### Document extract
Wednesday morning’s culture was the Van Gogh Museum, boasting “The world’s largest Van Gogh collection”. The fact that the museum is spread across three floors should tell you sometih
The queue to get in was long. Fortunately, Ian and I had bought an I amsterdam City Card, which allowed us to join a slightly shorter queue – and get in for free. Then, after a quick trip through a metal detector, we found ourselves.
The museum is set out chronologically, starting with his early works as an apprentice. It’s rather fascinating to see his style evolve from the dark, realistic painting style he started out with up to the brightly-coloured impressionist paintings he is perhaps best known for.
There are also paintings by artists who influenced Van Gogh, and by artists who were themselves inspired by him. Paul Gaugin and Claude Monet are among those represented.
Truth told, we were a bit overwhelmed. We picked up a floor plan, but the museum had taken the term “floor plan” a bit too literally – all it did was show the floors, not what was on each of them. So we started at the ground floor and worked our way up.
Sunflowers, arguably his most famous work, is not in the museum at the moment. It is on loan to the National Gallery in London. If we’d known, we could have saved ourselves a trip.
There is a photograph of the painting on an otherwise empty bit of wall. Although the museum mostly seemed to discourage photography, here there was a notice encouraging visitors to take their picture with the replica painting. So here’s me posing like the worst kind of tourist in front of it.

### Data
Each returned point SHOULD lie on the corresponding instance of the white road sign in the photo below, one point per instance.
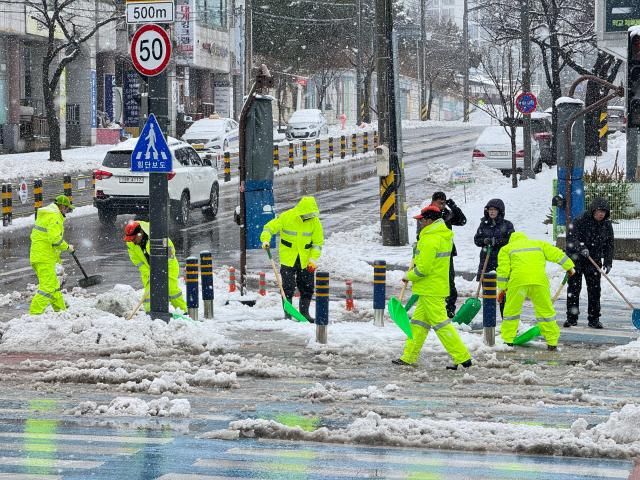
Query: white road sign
(150, 12)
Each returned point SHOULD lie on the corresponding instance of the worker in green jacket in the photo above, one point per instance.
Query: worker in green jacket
(138, 246)
(301, 240)
(430, 280)
(47, 242)
(522, 274)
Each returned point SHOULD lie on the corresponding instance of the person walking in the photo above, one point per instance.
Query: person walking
(136, 236)
(521, 274)
(301, 240)
(430, 281)
(47, 243)
(494, 231)
(452, 216)
(590, 235)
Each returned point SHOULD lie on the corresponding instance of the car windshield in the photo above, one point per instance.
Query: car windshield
(117, 160)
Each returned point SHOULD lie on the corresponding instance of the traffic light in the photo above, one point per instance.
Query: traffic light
(633, 79)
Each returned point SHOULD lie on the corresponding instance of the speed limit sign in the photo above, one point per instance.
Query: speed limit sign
(150, 50)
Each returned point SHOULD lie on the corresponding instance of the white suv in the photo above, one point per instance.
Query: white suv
(192, 183)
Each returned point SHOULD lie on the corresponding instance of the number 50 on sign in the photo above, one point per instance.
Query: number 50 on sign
(150, 50)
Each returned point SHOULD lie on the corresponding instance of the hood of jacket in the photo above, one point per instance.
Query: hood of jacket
(438, 228)
(307, 206)
(495, 203)
(600, 204)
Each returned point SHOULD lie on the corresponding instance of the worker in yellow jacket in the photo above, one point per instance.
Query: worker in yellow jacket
(138, 246)
(301, 240)
(521, 274)
(430, 280)
(47, 242)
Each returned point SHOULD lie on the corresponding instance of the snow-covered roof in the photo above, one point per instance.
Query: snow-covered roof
(575, 101)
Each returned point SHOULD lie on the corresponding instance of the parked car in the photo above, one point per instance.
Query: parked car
(307, 123)
(213, 133)
(542, 131)
(616, 119)
(493, 149)
(193, 183)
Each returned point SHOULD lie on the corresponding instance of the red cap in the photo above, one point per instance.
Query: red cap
(131, 229)
(431, 211)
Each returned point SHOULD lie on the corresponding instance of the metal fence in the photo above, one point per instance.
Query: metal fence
(624, 201)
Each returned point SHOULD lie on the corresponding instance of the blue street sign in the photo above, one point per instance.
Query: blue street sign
(151, 153)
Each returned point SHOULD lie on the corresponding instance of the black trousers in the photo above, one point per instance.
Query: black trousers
(295, 276)
(592, 278)
(453, 293)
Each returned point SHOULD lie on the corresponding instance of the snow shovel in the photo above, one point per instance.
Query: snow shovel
(471, 306)
(398, 312)
(87, 281)
(635, 315)
(534, 331)
(288, 308)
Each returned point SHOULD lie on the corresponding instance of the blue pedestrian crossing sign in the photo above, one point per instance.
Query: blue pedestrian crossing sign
(151, 153)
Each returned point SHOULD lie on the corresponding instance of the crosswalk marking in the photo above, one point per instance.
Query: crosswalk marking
(49, 462)
(447, 461)
(88, 438)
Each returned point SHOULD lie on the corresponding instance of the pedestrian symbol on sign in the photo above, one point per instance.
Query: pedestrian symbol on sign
(151, 153)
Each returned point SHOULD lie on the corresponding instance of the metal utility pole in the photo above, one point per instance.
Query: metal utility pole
(359, 96)
(392, 199)
(421, 62)
(248, 46)
(527, 171)
(465, 55)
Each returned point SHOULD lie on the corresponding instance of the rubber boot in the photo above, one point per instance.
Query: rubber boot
(304, 309)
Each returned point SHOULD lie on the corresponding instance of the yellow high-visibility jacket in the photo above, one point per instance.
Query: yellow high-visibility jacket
(522, 261)
(140, 260)
(298, 238)
(430, 274)
(47, 236)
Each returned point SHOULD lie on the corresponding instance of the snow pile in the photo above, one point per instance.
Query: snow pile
(135, 407)
(605, 440)
(330, 392)
(629, 353)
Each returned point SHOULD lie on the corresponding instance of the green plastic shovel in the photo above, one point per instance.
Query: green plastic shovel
(471, 306)
(288, 308)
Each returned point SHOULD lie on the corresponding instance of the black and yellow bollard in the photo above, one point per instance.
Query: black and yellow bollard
(67, 187)
(304, 154)
(227, 166)
(191, 281)
(37, 195)
(6, 208)
(276, 157)
(291, 162)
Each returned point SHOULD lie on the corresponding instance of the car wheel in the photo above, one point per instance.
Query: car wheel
(107, 217)
(182, 210)
(211, 210)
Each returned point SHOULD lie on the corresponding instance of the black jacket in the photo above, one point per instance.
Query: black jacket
(587, 232)
(452, 215)
(496, 230)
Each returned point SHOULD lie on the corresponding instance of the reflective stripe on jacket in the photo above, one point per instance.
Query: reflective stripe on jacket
(139, 259)
(430, 274)
(298, 238)
(522, 261)
(47, 236)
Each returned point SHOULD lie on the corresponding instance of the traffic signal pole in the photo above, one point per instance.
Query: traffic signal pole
(392, 197)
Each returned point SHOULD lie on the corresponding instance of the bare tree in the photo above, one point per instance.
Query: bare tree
(77, 27)
(502, 68)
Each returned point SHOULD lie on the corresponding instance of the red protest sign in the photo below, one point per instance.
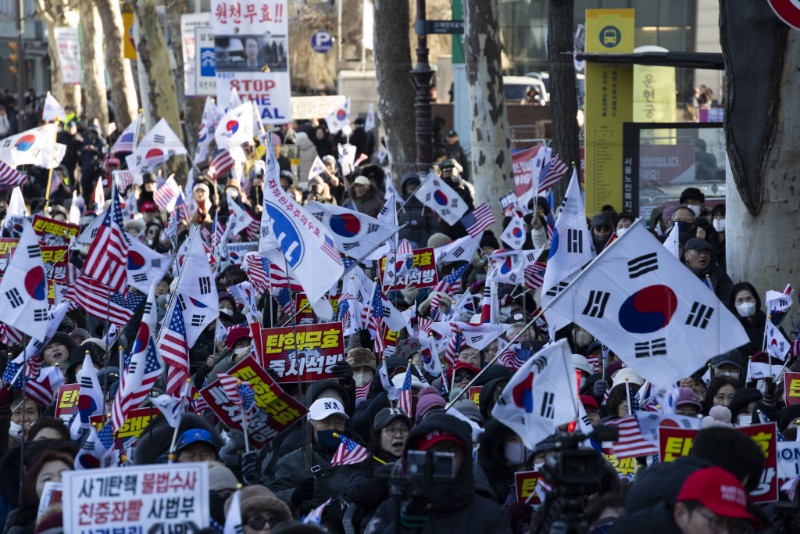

### Brief
Please carry the account of the Van Gogh Museum visit further from its last sentence. The entries above come from a separate source.

### Answer space
After a quick trip to the gift shop, where I loitered amongst the T-shirts and pens for the best part of half an hour before settling on a €7.50 print of The Bedroom.
After lunch, we headed to the Dutch Resistance Museum – another attraction included in our City Card. The Netherlands was occupied by Germany for five years, only being liberated on VE Day. The museum is dedicated to documenting life under occupation.
Exhibits show the realities of everyday life under that period. At first the Nazis attempted to treat the Dutch as near-equals, part of a “brotherhood of nations”. A lot of Dutch people, naturally, refused to go along with this and a resistance movement quickly grew.
The museum is full of relics and eyewitness accounts of life during that time. Highlights include: the tram strike which occurred in Amsterdam as a protest against the persecution of the Jewish people; the secret printing presses which produced numerous underground newspapers; and finally, the winter of hardship in 1945, as fuel supplies dwindled, food ran out and railway workers went on strike.
Britain was never occupied, and I think, because of that, our perspective on World War II is very different to that of our European neighbours. Life under occupation was difficult, and it was intriguing to see how the Dutch people coped with it.
Not that life before the war was particularly brilliant, either. As one exhibit in the museum reminded us, in the 1930s the Netherlands was struggling with the worldwide economic crisis and grinding poverty:-
Thousands of people living below the poverty line? People on the dole being regarded with disdain? Thank God nothing like that could ever happen in Britain.
The Resistance Museum isn’t particularly big, and you can cover all of it in an afternoon. If you’re in Amsterdam, I definitely recommend it.